= DOCUMENT SECTION =
A year ago, I was ringing the church bells at my local Christmas service when an intense headache suddenly struck.
Feeling dizzy and nauseous I decided to drive the 12 miles to my parent’s home, but my health continued to deteriorate. A couple of hours later, my mother decided to take me to hospital where they discovered that I had had a stroke.
At the time I worked as a Researcher for a large engineering company. I had always been active, and in particular I loved playing American Football, representing both Nottingham City and Nottingham University. Along with sport, I enjoyed going out with my friends and travelling. I was 25 years old, and the thought that I could have a stroke had never entered my mind. Hearing the diagnosis was the shock of my life.
Although I was extremely fortunate, and managed to overcome the physical after-effects of my stroke quite quickly, I felt like I was just not the same person anymore. Emotionally, that was very difficult. For me, the hardest part was thinking that my life could never be as it once was. I struggled with anxiety and depression for some time, before finally conceding that I couldn't defeat them on my own, and I sought help. Counselling helped me in ways I couldn't possibly have imagined and through a lot of hard work I was able to get my life back on track.

= DATASET RECORDS =
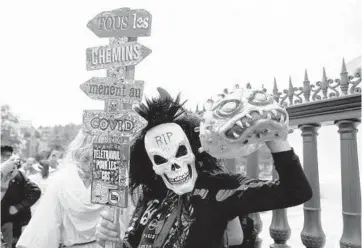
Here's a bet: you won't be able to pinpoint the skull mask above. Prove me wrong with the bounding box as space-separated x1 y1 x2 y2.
145 123 197 195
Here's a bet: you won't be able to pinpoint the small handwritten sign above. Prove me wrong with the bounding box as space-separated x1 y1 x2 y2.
83 110 147 140
91 143 130 208
80 77 144 103
87 8 152 38
86 41 152 71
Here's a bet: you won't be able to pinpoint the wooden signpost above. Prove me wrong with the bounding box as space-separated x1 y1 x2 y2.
80 8 152 248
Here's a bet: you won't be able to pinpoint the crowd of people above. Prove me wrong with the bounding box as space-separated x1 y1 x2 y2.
1 87 312 248
1 145 63 247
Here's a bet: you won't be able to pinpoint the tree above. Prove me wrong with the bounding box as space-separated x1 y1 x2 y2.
1 105 24 152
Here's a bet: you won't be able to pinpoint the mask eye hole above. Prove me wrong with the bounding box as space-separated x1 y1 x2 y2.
153 155 167 165
176 145 187 158
215 99 242 117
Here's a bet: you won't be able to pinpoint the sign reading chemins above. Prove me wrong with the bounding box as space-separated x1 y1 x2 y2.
87 8 152 38
80 77 144 102
87 41 152 71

= TASKS FOR THIS EXERCISE =
1. In the stroke account, how far did the writer drive to reach the parents' home?
2. Pick up the stroke account after its final sentence and continue it.

= ANSWER SET =
1. 12 miles

2.
During my recovery I was confronted with a number of things that people said I wouldn't or shouldn't be able to do again, like going back to work full-time. In overcoming these hurdles I have had to develop a philosophy of working out how I can do things, rather than dwell on why I can't do them.
As part of my recovery I have achieved so many things I didn't think were possible. I took a trip to Australia alone for six weeks, where I ended up meeting a sapphire miner in the middle of nowhere to star gaze, and I’ve slept the night on my own in the middle of the rain forest.
One of my ambitions has always been to set a world record. I got talking with a friend who happened to have a space hopper in her house and we started wondering what the furthest distance anyone had ever done on one of them. So I decided I was going to have a go and try and beat it – and I did!